> **Отрывок**:
_ _ _ _

Государственное Издательство, автор неизвестен: плакат «Крестьянка, коллективизируй деревню…»

Марксистка Александра Коллонтай писала: “В интересах коммунизма было завоевать доверие работниц, выковать из них защитниц Советской власти. /…/ Надо было найти особый подход к работнице и беднейшей крестьянке…” ([1921] (1971): 324). Этот “особый подход” выражался в создании дифференцированной пропаганды для разных групп. 1930–е года увидели начало, так сказать, “научной пропаганды”. Колхозница, всё ещё стройная и улыбающаяся, в сельских регионах, посреди общего голода, казалась просто гротескной.

Случались и ошибки – например, тракторы вспахивали зеленеющие поля, а крестьянки работали на улице зимой без подходящей одежды (Bonnell 1997). Было ясно, что эти плакаты нарисовали горожане. Такой взгляд на женщин “сверху вниз” был одним из аспектов, который противопоставлял коммунистические равные права женщин феминизму. Феминизм просил свободy выбора для женщин, а советское время навязывало эмансипацию и образование (Kivimaa ja Talvoja 2010). “В Советской России нет самостоятельного движения работниц. Борьба за диктатуру и ее утверждение, как и вся работа по строительству нового, трудового общества, ведется в Советской России слитно и нераздельно пролетариатом обоего пола.” (Коллонтай [1921] (1971)). Интересы женщин и мужчин на общественном уровне уравнивались, а какого–либо другого уровня в официальной политике и не существовало. Формировалось общество без пола, где главным идентитетом человека был его класс.

_ _ _ _

> **Собранные данные**:
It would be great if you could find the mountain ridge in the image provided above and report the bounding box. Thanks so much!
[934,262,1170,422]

_ _ _ _

> **Задания**:
1. Перескажите короче, в виде списка, абзац отрывка, который начинается словами «Случались и ошибки». Сохраните его главные факты.
2. Воспроизведите без изменений фрагмент отрывка, начиная со слов «Марксистка Александра Коллонтай» и далее вплоть до слов «казалась просто гротескной.».

> **Ответы к заданиям**:
1.
- На плакатах встречались ошибки: тракторы вспахивали зеленеющие поля, а крестьянки работали на улице зимой без подходящей одежды. Было ясно, что плакаты рисовали горожане.
- Взгляд на женщин «сверху вниз» противопоставлял коммунистическое равноправие женщин феминизму. Феминизм требовал для женщин свободы выбора, а в советское время эмансипацию и образование навязывали.
- По словам Коллонтай, самостоятельного движения работниц в Советской России нет. Борьбу за диктатуру и строительство нового трудового общества ведёт пролетариат обоего пола слитно и нераздельно.
- Интересы женщин и мужчин уравнивались на общественном уровне, а другого уровня в официальной политике не существовало.
- Формировалось общество без пола, в котором главной идентичностью человека был его класс.

2.
Марксистка Александра Коллонтай писала: “В интересах коммунизма было завоевать доверие работниц, выковать из них защитниц Советской власти. /…/ Надо было найти особый подход к работнице и беднейшей крестьянке…” ([1921] (1971): 324). Этот “особый подход” выражался в создании дифференцированной пропаганды для разных групп. 1930–е года увидели начало, так сказать, “научной пропаганды”. Колхозница, всё ещё стройная и улыбающаяся, в сельских регионах, посреди общего голода, казалась просто гротескной.